Source records:
########

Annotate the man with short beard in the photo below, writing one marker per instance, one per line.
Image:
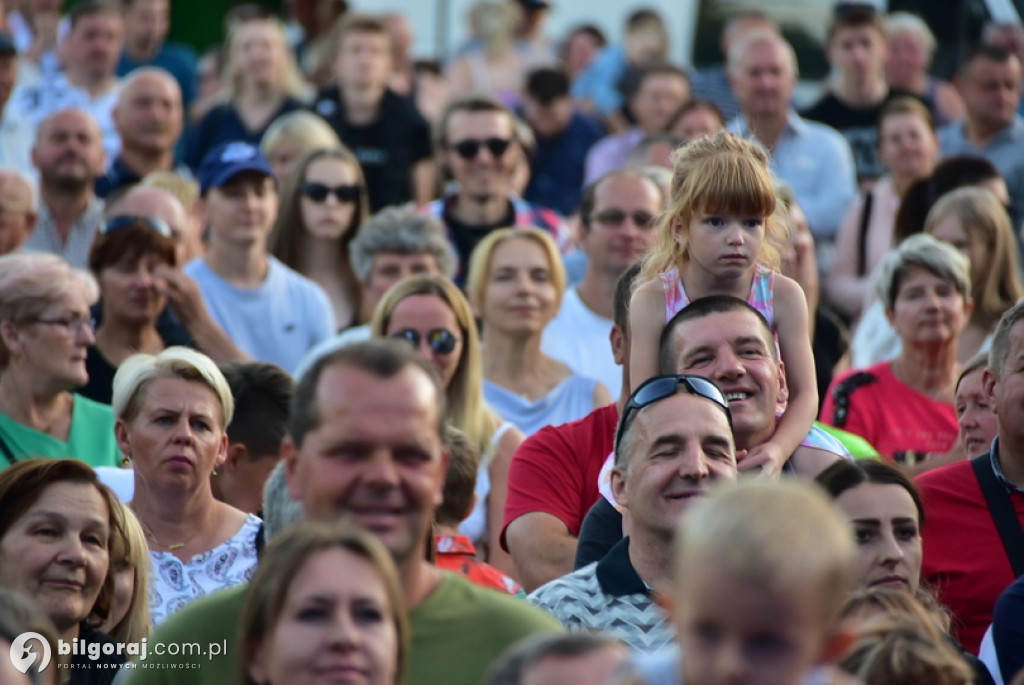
(69, 156)
(147, 116)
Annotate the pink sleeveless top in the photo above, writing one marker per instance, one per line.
(761, 297)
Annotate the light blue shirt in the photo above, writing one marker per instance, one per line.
(1005, 150)
(815, 161)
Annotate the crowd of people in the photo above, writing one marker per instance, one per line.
(546, 361)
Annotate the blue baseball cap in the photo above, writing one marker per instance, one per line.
(224, 162)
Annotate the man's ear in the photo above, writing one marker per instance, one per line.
(290, 456)
(439, 495)
(617, 339)
(988, 387)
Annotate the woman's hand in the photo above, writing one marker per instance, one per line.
(767, 457)
(186, 300)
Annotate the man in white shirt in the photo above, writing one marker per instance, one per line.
(616, 228)
(271, 312)
(90, 51)
(69, 156)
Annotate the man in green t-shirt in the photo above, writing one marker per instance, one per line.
(365, 446)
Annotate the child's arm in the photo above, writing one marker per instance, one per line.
(795, 344)
(646, 323)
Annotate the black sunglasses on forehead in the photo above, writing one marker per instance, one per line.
(660, 387)
(441, 341)
(470, 147)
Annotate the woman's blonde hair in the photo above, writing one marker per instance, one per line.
(479, 263)
(136, 623)
(984, 219)
(30, 282)
(891, 651)
(289, 234)
(725, 174)
(285, 558)
(467, 410)
(291, 81)
(137, 372)
(306, 129)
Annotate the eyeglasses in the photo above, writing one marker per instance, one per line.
(844, 10)
(320, 191)
(74, 325)
(470, 147)
(441, 341)
(614, 217)
(126, 221)
(662, 387)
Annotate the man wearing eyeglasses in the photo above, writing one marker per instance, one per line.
(386, 132)
(673, 444)
(479, 151)
(271, 312)
(616, 229)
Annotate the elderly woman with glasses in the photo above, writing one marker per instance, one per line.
(45, 334)
(134, 260)
(904, 407)
(434, 316)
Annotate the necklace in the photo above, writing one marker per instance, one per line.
(175, 546)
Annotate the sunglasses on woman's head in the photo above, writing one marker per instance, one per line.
(441, 341)
(320, 191)
(662, 387)
(470, 147)
(125, 221)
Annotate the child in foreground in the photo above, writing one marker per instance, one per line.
(761, 570)
(719, 237)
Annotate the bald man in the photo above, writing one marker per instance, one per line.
(182, 293)
(148, 119)
(158, 203)
(69, 155)
(17, 210)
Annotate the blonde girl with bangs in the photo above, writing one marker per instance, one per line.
(720, 236)
(410, 310)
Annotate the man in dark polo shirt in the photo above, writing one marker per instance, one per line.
(388, 135)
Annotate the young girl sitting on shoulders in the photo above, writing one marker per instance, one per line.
(719, 237)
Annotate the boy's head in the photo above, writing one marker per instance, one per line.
(761, 570)
(239, 201)
(460, 480)
(726, 174)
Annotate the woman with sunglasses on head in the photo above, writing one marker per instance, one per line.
(323, 204)
(134, 260)
(433, 315)
(45, 330)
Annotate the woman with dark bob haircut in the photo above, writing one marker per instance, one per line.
(325, 598)
(60, 532)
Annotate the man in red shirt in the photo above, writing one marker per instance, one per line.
(965, 557)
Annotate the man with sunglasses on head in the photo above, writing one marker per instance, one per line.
(478, 148)
(674, 442)
(271, 312)
(616, 229)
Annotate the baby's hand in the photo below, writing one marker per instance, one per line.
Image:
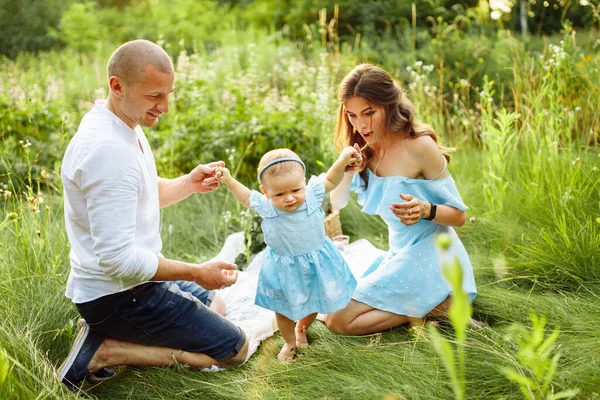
(222, 174)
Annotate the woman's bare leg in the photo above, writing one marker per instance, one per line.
(301, 328)
(287, 329)
(360, 319)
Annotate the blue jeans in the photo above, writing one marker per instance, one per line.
(166, 314)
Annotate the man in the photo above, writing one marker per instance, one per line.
(139, 307)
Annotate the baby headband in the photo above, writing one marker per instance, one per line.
(276, 161)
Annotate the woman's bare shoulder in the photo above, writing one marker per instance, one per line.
(427, 155)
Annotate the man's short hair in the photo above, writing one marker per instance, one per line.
(130, 59)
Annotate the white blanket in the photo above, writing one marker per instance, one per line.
(257, 322)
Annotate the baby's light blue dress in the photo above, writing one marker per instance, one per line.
(302, 271)
(408, 279)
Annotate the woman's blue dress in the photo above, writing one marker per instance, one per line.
(302, 272)
(408, 280)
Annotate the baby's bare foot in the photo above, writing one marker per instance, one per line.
(301, 339)
(287, 353)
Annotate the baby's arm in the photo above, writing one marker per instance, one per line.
(239, 191)
(349, 156)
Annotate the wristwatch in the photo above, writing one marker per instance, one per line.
(432, 212)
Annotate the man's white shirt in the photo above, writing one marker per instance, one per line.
(112, 212)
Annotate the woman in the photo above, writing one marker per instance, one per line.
(404, 179)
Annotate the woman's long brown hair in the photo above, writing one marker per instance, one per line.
(377, 87)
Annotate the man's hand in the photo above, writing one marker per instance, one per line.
(222, 174)
(202, 179)
(215, 274)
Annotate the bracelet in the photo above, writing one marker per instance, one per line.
(432, 212)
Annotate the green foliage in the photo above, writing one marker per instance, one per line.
(80, 28)
(254, 239)
(3, 366)
(460, 312)
(25, 23)
(537, 364)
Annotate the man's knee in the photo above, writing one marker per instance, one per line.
(239, 358)
(218, 304)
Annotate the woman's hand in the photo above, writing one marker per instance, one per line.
(355, 160)
(411, 211)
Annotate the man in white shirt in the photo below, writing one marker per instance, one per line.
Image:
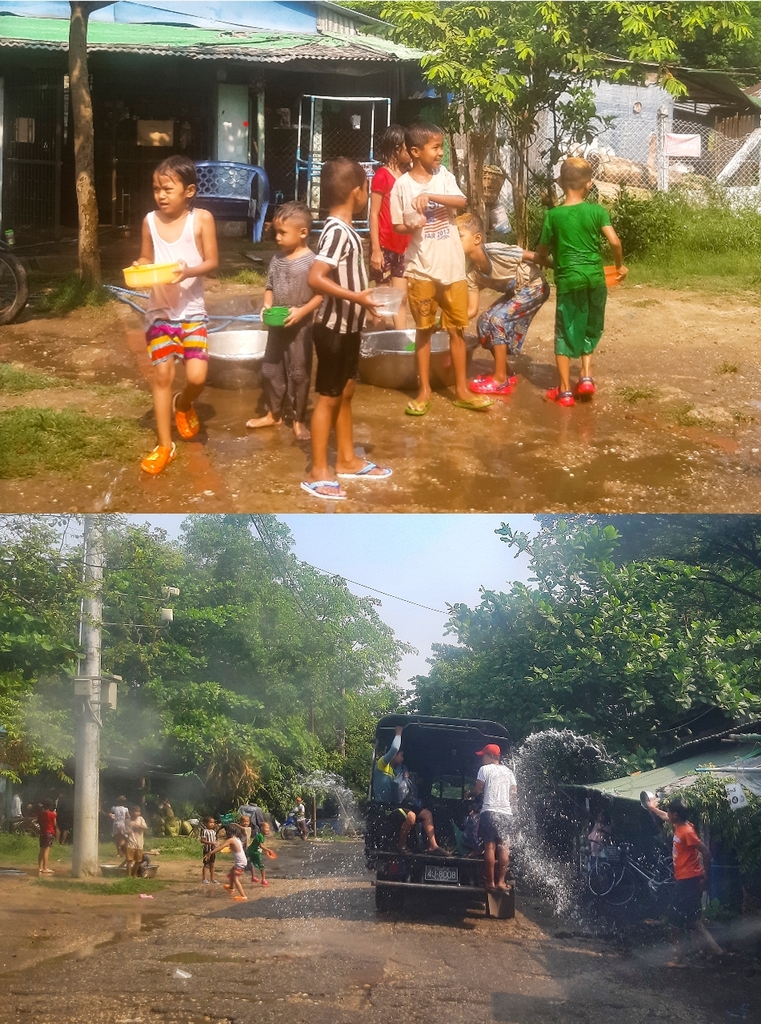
(497, 782)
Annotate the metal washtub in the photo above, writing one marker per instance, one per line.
(236, 358)
(387, 358)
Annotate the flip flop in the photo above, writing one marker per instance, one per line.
(473, 403)
(366, 473)
(310, 486)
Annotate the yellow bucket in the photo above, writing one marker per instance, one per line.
(148, 274)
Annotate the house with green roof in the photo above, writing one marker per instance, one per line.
(226, 80)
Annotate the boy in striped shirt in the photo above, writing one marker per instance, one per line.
(338, 274)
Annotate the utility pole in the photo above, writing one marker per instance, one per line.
(87, 695)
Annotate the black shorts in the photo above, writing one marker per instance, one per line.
(494, 826)
(338, 359)
(685, 902)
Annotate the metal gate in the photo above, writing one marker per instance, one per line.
(32, 152)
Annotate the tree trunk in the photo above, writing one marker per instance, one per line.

########

WHAT IS BEING ASKED: Each line from the one containing "Annotate the yellow" through the end of the entries, both included, is to be returned exactly, with no other lines.

COMPLETE RESPONSE:
Annotate the yellow bucket in the photo above, writing one marker per instance, one per line.
(148, 274)
Annotate the house with green roof in the photo above, writing one marker per instance, one per line.
(226, 80)
Annotate the boy in striped shirt in the photo above, writing one marker per instance, one per line.
(338, 274)
Annotate the utility pole in the photo above, writing one marker per instance, one per line.
(87, 695)
Annotate the black shorts in the photo above, writing one marker per instance, one per line.
(494, 826)
(338, 359)
(685, 902)
Annotate the metal gate in the photo above, writing one marker per instance, one per line.
(32, 152)
Annotate the tree trunk in the photo above, writing one marker per instance, one per line.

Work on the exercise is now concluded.